[Dataset records]

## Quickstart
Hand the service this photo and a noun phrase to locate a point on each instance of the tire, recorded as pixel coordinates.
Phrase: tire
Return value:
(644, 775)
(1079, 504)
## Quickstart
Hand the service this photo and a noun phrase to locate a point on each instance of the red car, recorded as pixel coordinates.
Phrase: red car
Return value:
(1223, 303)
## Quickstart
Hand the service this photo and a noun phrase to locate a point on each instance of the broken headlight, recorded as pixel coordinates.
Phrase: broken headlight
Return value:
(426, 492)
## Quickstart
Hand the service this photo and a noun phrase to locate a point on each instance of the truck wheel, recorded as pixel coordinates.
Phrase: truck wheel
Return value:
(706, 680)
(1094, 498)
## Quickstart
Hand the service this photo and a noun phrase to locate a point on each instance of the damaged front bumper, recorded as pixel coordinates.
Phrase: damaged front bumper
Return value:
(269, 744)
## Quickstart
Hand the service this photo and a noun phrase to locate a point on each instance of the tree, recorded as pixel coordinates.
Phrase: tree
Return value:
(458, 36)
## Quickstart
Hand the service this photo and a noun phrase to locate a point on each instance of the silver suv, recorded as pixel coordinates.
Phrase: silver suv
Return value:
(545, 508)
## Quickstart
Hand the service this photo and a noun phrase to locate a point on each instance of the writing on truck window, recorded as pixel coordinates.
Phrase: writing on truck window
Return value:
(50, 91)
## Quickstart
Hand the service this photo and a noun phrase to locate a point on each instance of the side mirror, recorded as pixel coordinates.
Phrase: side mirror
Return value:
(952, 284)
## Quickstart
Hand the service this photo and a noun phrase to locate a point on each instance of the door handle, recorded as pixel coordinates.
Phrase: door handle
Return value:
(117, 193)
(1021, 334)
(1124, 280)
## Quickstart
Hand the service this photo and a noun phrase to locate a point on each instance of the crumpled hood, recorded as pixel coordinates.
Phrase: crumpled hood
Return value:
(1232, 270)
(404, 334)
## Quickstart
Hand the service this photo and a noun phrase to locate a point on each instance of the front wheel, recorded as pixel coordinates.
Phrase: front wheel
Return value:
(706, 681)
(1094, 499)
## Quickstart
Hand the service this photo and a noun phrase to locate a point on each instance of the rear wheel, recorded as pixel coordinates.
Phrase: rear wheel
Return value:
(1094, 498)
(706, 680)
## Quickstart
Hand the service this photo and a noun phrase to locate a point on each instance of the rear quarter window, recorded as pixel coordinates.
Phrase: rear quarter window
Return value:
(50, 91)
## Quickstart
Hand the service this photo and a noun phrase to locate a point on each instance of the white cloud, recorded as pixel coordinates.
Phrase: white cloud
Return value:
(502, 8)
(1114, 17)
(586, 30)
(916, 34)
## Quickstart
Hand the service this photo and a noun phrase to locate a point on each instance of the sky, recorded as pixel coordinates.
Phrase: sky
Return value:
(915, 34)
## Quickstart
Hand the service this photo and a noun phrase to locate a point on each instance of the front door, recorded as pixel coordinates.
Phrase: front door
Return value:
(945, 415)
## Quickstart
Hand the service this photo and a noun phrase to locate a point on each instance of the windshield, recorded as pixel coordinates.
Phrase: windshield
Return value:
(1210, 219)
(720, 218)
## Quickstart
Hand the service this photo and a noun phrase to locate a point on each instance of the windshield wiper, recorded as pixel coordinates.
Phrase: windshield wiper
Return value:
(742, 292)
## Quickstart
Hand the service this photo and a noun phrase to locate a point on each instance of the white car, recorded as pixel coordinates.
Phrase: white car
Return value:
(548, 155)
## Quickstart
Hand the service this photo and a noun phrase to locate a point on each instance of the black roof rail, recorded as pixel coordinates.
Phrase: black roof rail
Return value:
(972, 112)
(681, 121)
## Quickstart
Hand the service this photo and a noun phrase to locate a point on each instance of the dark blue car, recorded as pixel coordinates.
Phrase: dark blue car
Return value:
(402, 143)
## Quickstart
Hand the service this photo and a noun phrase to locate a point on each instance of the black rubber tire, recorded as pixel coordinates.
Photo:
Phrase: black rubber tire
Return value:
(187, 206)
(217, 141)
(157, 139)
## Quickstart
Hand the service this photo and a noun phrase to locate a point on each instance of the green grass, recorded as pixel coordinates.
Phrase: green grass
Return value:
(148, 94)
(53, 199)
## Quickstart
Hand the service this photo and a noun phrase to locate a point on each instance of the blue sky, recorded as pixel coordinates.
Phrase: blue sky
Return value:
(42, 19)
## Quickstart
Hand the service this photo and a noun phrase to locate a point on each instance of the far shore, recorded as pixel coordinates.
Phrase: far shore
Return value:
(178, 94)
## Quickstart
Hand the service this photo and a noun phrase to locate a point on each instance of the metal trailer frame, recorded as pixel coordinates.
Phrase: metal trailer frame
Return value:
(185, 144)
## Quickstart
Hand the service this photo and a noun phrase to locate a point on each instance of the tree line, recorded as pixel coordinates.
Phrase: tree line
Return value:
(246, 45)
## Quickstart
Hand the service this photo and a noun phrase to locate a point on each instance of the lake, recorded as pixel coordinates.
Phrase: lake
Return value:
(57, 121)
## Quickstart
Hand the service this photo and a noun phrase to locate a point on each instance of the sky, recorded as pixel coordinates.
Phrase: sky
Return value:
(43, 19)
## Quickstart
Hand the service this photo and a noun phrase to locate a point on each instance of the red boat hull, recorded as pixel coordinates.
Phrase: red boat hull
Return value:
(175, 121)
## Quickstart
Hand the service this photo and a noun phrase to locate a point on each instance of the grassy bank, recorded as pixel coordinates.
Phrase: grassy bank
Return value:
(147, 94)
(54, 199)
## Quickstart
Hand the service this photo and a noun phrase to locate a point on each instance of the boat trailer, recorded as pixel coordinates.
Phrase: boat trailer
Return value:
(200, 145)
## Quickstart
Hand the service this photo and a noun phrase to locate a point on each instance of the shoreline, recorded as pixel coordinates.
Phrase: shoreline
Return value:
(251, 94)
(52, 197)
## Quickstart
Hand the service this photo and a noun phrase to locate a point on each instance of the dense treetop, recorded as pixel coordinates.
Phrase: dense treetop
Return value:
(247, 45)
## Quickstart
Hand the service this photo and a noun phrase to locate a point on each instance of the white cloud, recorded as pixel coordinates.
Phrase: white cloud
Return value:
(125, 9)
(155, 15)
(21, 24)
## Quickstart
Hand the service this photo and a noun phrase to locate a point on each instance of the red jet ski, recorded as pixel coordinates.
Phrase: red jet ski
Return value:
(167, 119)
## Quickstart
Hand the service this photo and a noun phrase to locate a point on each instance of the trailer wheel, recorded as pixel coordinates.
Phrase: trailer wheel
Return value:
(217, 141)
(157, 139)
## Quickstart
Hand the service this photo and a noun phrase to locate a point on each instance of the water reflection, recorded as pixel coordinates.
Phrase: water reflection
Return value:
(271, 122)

[/Dataset records]

▶ [Exercise instructions]
Reproduce the entries exactly, starting at their first line and stopping after the line with "Phrase: truck wheel".

▶ [Solution to the problem]
## Quickstart
Hand the service this photo and a noun phrase to locate a point on each instance of the tire, recorded as pixel coordinates.
Phrase: tire
Return value:
(644, 775)
(1079, 504)
## Quickstart
Hand the service this photo and a noun phrase to locate a point on each instance of the red car, recorded as pixel coordinates.
Phrase: red car
Return value:
(1223, 303)
## Quickstart
Hand the service this photo and a noun phrase to locate a point on each instance of the broken headlight, recorded as pixel coordinates.
Phrase: broken headlight
Return value:
(426, 492)
## Quickstart
Hand the service this photo and a noun phrase to locate a point on each instance of the truck wheel, recorded as pixel coordinates.
Phrase: truck wheel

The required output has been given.